◆ Auszuführende Aufgabe
Finde in der folgenden Auflistung jede Zeile, die die Zeichenfolge „framed“ enthält, und gib diese Zeilen vollständig wieder.

Einträge aus einem Datensatz
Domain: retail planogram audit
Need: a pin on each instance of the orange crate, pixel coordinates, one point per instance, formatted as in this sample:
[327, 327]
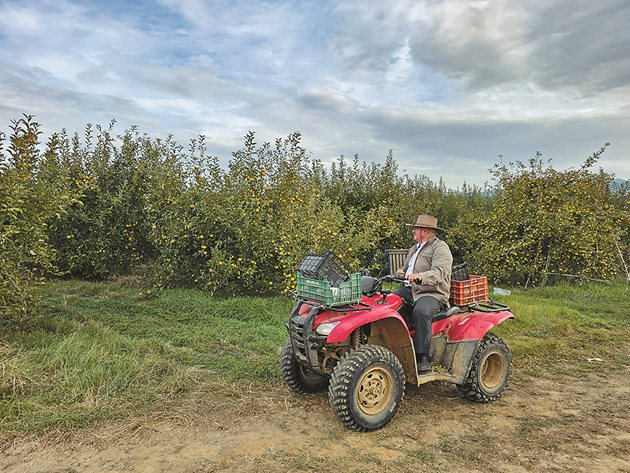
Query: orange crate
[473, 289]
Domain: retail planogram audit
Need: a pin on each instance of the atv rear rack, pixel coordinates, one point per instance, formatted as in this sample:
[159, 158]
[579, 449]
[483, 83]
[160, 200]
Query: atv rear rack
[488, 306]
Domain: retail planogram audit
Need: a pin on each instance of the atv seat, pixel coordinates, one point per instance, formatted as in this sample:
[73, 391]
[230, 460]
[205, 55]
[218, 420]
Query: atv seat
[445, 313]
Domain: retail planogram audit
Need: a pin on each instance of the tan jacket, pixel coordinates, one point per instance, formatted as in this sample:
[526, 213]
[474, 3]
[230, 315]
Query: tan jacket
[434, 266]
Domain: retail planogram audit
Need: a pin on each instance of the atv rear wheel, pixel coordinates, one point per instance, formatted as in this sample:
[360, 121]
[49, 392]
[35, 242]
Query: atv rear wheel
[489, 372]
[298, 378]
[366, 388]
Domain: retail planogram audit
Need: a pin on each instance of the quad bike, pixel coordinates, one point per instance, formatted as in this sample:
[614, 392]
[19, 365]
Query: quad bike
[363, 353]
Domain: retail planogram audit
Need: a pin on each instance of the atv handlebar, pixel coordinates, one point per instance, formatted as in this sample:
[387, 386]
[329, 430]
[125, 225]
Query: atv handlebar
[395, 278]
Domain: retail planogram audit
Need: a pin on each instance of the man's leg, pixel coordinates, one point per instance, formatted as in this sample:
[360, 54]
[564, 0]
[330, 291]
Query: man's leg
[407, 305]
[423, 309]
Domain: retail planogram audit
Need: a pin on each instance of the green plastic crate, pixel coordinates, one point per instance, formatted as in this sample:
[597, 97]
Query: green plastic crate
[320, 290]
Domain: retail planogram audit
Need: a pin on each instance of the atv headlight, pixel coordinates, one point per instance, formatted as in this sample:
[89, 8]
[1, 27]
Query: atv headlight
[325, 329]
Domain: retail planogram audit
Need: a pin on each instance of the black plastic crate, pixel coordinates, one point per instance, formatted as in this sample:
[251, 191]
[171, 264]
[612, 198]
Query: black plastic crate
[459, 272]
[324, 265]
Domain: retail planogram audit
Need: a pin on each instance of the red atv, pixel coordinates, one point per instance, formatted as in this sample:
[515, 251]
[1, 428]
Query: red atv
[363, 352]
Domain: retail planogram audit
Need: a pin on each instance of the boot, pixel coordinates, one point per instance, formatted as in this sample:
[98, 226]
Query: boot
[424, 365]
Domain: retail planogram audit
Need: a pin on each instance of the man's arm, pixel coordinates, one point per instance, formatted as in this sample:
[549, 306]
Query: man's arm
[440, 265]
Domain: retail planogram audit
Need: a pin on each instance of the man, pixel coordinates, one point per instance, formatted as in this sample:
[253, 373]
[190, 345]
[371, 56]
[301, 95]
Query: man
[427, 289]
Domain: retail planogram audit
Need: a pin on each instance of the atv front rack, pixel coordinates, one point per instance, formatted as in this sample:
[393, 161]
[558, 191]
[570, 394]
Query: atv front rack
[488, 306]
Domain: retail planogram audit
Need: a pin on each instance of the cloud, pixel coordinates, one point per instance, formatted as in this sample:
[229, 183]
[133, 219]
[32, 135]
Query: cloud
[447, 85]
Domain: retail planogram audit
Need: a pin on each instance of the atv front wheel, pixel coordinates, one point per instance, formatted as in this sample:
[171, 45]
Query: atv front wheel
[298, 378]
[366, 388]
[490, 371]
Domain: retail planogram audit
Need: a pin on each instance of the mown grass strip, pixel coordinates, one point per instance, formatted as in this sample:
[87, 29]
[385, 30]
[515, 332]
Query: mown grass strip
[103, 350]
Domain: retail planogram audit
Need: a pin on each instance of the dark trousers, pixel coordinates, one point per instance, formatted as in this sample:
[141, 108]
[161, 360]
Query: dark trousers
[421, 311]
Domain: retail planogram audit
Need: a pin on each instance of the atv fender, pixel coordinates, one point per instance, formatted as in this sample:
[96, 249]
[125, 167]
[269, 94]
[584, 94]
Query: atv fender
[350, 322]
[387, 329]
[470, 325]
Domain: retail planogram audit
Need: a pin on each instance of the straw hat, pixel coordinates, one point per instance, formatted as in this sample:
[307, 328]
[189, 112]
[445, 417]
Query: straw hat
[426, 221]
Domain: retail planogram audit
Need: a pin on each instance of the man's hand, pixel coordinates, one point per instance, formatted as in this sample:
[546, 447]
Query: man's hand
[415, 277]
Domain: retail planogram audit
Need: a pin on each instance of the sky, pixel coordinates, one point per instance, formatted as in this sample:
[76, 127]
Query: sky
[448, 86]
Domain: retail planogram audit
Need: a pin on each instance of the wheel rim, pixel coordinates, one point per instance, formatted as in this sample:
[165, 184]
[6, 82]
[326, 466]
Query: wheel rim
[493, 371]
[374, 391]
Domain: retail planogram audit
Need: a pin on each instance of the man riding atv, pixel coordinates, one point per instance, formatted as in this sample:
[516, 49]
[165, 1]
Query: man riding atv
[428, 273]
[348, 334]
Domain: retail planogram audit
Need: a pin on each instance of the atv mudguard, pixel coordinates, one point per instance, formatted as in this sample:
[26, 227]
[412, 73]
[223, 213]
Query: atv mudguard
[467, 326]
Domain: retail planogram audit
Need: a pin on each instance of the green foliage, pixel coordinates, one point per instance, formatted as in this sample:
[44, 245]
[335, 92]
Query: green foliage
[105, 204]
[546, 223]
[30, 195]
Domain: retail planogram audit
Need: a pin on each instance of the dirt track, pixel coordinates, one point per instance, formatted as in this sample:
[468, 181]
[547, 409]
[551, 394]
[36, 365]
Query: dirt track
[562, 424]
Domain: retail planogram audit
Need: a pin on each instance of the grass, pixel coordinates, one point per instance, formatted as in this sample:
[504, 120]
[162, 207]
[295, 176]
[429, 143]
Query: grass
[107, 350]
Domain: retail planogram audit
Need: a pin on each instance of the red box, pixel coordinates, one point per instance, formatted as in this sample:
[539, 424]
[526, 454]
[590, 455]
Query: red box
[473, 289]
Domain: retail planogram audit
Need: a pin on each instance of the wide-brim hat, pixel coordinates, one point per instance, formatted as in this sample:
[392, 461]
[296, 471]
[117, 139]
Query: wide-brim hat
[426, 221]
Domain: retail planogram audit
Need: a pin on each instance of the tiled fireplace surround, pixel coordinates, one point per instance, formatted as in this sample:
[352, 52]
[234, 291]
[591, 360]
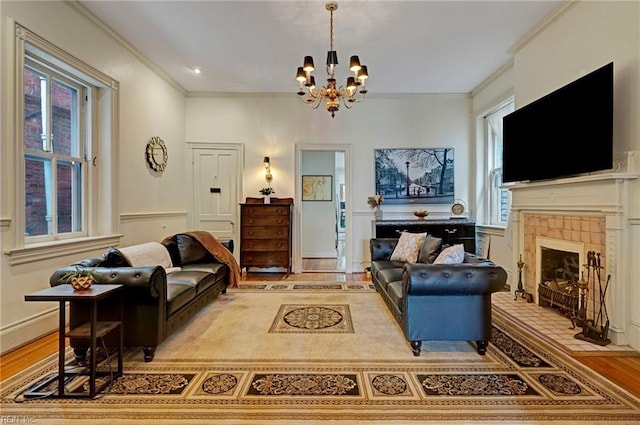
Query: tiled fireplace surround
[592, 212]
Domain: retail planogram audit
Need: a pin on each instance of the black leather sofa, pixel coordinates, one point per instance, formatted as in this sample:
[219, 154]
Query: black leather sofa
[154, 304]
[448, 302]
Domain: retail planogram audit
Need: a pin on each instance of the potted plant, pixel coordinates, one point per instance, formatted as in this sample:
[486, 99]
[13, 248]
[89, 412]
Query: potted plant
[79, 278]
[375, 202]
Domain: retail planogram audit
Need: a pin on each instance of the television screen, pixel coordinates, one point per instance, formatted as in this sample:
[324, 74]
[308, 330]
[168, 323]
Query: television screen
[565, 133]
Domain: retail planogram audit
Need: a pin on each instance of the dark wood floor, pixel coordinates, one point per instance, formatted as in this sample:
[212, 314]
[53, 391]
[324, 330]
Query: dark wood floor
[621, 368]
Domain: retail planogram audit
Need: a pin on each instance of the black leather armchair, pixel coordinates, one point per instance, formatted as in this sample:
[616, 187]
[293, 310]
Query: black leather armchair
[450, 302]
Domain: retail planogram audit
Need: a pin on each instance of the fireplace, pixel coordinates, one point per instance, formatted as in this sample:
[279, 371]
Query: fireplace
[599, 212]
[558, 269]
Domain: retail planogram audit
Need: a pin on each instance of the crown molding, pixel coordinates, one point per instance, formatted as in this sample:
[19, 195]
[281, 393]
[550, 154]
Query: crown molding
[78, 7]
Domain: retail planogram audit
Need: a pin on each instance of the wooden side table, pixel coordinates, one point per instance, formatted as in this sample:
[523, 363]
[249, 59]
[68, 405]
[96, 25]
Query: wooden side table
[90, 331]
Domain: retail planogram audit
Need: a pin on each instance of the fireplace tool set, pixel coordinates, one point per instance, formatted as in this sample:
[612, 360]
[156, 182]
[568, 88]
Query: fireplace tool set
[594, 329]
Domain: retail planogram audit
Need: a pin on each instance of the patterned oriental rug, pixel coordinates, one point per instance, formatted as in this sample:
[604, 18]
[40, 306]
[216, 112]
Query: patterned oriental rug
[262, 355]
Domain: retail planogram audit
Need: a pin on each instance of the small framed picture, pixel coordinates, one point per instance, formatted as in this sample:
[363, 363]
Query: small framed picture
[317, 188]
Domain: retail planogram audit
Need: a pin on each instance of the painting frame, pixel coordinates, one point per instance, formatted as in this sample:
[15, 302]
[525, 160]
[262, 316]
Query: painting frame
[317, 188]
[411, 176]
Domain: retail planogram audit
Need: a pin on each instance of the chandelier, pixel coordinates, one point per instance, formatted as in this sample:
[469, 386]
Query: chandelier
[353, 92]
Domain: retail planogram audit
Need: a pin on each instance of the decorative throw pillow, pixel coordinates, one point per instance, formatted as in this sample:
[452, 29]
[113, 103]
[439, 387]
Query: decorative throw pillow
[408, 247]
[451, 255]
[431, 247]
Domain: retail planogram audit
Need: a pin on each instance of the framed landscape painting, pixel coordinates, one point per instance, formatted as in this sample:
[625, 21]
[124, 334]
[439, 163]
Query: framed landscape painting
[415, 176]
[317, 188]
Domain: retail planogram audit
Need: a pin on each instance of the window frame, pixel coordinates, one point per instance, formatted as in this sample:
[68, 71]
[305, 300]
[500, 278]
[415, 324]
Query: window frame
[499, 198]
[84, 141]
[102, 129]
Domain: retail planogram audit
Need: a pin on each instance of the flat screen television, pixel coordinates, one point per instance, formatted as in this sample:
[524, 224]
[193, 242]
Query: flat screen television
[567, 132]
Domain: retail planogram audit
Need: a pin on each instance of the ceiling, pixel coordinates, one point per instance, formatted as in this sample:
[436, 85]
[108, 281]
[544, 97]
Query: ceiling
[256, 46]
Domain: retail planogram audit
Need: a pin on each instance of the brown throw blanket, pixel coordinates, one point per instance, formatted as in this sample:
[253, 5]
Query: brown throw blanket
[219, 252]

◆ Antwort zur Aufgabe
Need: a pin on each instance of the small framed picture, pixel coordinates, one point per instance, formatted as in this sample:
Query: small framed picture
Need: a pin on each instance of the framed landscape painting, pixel coordinates, one point per instance, formatted as in this sample:
Query: framed landscape painting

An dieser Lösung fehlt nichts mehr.